> _Trecho da página_
Zé, o militante da liberdade

Rafael Conde vai filmar trajetória de José Carlos da Mata Machado,
ex-estudante da UFMG morto pela ditadura

Maurício Guilherme Silva Jr.

ecife, 28 de outubro de 1973. Numa pequena cela policial, com o corpo definhado pela tortura, ele é reconhecido por estudantes de Medicina da Universidade Livre da Ilha do Leite. Aos 27 anos, aquele ex-aluno da Faculdade de Direito da UFMG, preso sob acusação de subversivo político, aproveita o encontro para deixar, a um dos futuros médicos, suas últimas palavras: "Eu sou José Carlos da Mata Machado, da Ação Popular Marxista-Leninista. Se você puder, se tiver oportunidade, diga aos companheiros que eu não abri nada."

A trajetória de vida do ex- estudante da Universidade, filho do jurista Edgar de Godói da Mata Machado, compõe o argumento do longa-metragem , a ser rodado em 2006 pelo cineasta Rafael Conde, professor da Escola de Belas-Artes da UFMG. A partir de roteiro já definido, escrito em parceria com Ana Flávia Rios Salles, as lentes de Conde pretendem misturar realidade e ficção para levar à telona parte dos acontecimentos da intensa vida de José Carlos, um dos quatro estudantes homenageados pela Universidade com monumento instalado em frente à Biblioteca Universitária.

Para escrever o roteiro do filme, o cineasta baseou-se no livro Zé Carlos da Mata Machado _ uma reportagem , do pesquisador Samarone Lima. O longa-metragem tratará da trajetória pessoal do estudante _ do momento em que deixa o presídio de Tiradentes, em São Paulo, onde ficara preso por oito meses, até o episódio de sua morte, na cidade do Recife (PE). "A história de Zé Carlos é até hoje muito comentada. Ao ler o livro de Samarone Lima, logo me interessei pela possibilidade de fazer o filme sobre a vida do estudante", conta o professor.

Produzido pelo Grupo Novo de Cinema, formado por mineiros que vivem no Rio de Janeiro, o longa começa a ser rodado em 2006. Rafael Conde ainda não sabe quem interpretará os personagens do filme. Adianta, apenas, que não se preocupará em encontrar alguém fisicamente parecido com José Carlos.

Além da trajetória do militante da Ação Popular, o cineasta pretende abordar a correspondência entre Zé e seu pai, Edgar, durante o período de clandestinidade. Também o romance entre o protagonista e sua companheira, Maria Madalena Prata Soares, aparecerá na telona. Eles se casam em 1970. Dois anos depois, nasce o único filho de Zé, Dorival Mata Machado.

> _Listagem fornecida_
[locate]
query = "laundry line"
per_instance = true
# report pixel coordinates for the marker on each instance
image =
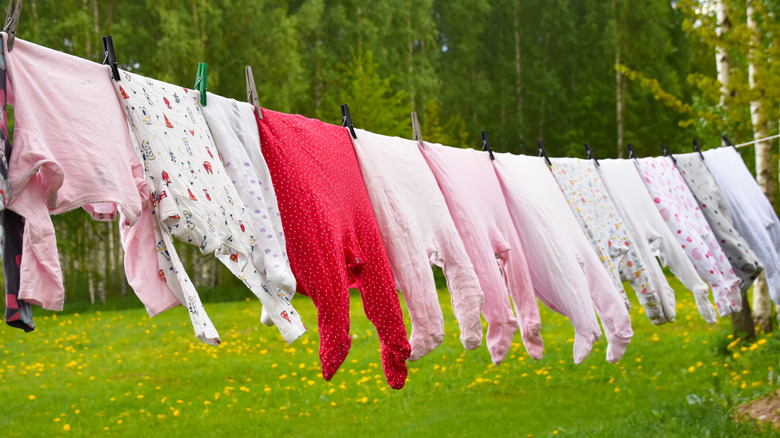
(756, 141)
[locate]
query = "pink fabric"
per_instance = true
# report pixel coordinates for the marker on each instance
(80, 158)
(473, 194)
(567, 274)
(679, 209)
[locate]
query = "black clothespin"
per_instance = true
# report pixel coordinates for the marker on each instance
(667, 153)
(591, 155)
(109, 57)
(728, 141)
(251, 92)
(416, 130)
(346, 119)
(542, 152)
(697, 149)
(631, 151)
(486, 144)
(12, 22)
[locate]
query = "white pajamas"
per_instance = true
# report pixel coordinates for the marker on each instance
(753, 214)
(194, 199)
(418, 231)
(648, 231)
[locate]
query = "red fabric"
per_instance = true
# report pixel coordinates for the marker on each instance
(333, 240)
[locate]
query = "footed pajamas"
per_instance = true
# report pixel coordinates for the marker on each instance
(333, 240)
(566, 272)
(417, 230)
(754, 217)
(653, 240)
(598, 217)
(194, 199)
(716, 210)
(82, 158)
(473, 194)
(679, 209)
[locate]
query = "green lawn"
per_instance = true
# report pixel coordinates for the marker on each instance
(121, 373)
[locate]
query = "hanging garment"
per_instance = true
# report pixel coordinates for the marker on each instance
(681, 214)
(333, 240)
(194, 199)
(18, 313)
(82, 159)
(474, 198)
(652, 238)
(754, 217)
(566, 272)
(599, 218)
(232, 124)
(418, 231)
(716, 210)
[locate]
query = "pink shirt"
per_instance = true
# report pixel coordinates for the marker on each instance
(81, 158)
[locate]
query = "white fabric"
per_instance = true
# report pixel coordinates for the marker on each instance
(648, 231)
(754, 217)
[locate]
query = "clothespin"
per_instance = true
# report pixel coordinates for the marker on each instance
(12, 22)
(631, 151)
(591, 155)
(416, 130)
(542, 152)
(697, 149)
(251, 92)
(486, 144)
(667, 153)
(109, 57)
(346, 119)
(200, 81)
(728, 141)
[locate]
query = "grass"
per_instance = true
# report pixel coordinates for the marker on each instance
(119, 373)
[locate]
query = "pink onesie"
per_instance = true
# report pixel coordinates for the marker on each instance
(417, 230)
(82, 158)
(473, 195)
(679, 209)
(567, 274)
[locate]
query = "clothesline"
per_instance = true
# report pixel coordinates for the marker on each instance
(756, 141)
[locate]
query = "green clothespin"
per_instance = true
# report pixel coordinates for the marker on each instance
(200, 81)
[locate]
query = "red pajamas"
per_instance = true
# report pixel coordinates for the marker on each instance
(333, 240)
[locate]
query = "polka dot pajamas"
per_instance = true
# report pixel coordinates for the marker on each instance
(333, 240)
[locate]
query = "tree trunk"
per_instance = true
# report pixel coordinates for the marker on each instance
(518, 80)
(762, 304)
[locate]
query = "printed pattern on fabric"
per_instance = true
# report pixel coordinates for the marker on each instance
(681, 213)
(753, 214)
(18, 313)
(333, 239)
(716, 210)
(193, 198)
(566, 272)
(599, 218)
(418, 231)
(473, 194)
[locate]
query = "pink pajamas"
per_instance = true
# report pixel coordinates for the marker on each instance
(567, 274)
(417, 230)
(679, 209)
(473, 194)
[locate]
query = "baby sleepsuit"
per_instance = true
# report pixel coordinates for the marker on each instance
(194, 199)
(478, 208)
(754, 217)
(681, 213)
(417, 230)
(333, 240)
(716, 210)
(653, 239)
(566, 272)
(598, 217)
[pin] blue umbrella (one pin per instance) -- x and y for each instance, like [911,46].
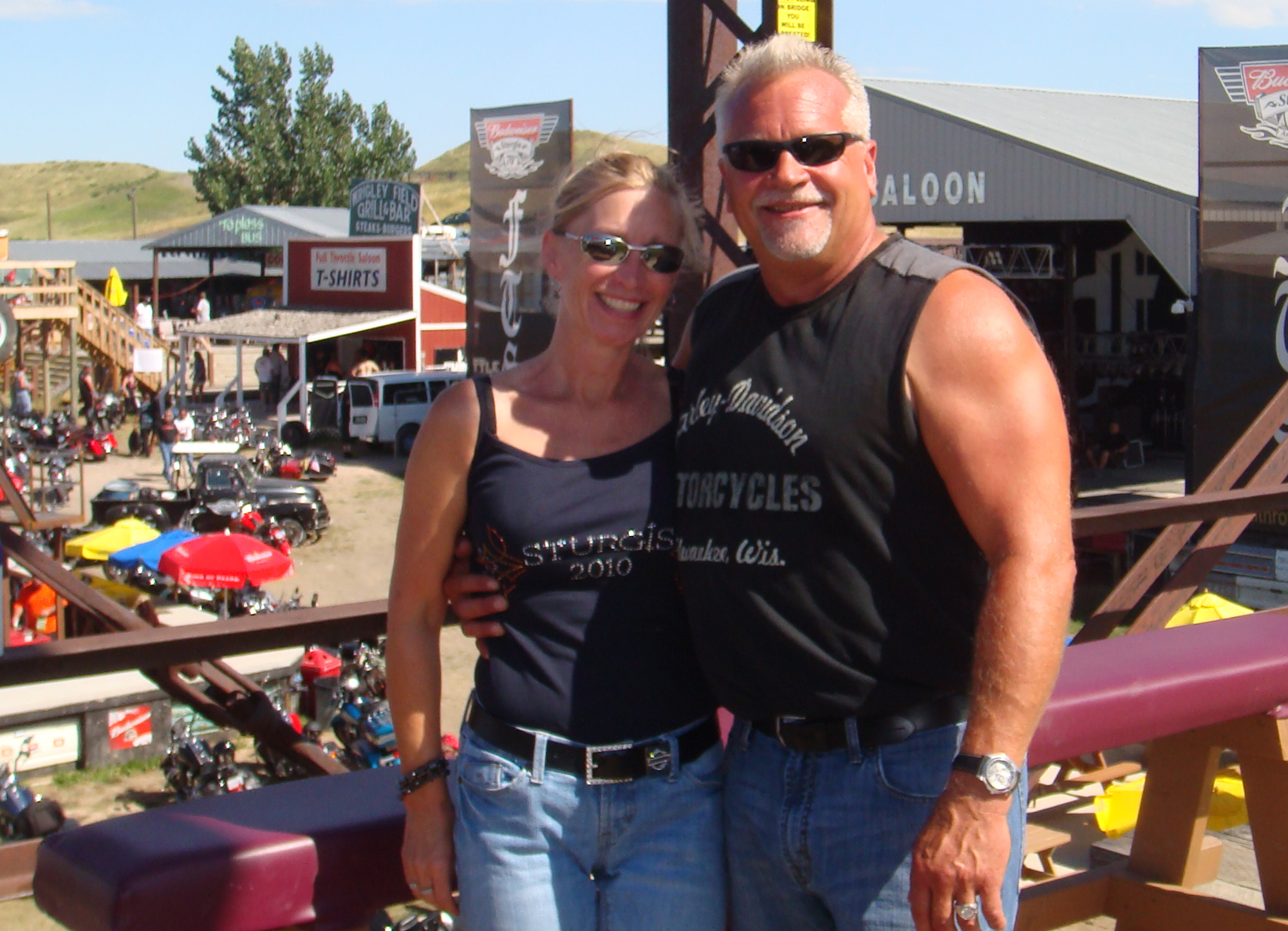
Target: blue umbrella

> _Tarefas_
#1 No trecho sobre José Carlos da Mata Machado, com quem Rafael Conde escreveu o roteiro do filme?
#2 Dê sequência ao texto sobre José Carlos da Mata Machado a partir do ponto em que ele termina.
A listagem não tem nenhum papel aqui.

> _Respostas_
#1 Com Ana Flávia Rios Salles.

#2
Por trágica ironia da vida, o irmão de Madalena seria um dos principais responsáveis pelo assassinato de José Carlos. Um segredo revela do anos depois pelo próprio delator, Gilberto Prata, cunhado do estudante e ex-integrante da AP, que colaborou diretamente com os militares na identificação de antigos militantes da organização. A partir de 1973, com a ajuda de Gilberto, os passos do casal são rastreados por órgãos repressivos. Em conseqüência disso, diversos companheiros de luta acabam presos e mortos.

"Pai do Zé"

Nascido no Rio de Janeiro, em 1946, José Carlos Novaes da Mata Machado esteve sempre próximo às lutas e causas sociais. Aprovado em primeiro lugar no Vestibular do curso de Direito da UFMG, é um dos fundadores do Grupo de Alunos da Turma de 1964 (GAT-64), que exerceu grande influência política entre os estudantes. "Sua liderança foi-se consolidando até o ponto de seus colegas brincarem dizendo que José Carlos não era mais o `filho do professor Edgar', mas o professor é que se tornara `pai do Zé'", escreveu o irmão, Bernardo da Mata Machado, por ocasião dos 20 anos da morte do militante.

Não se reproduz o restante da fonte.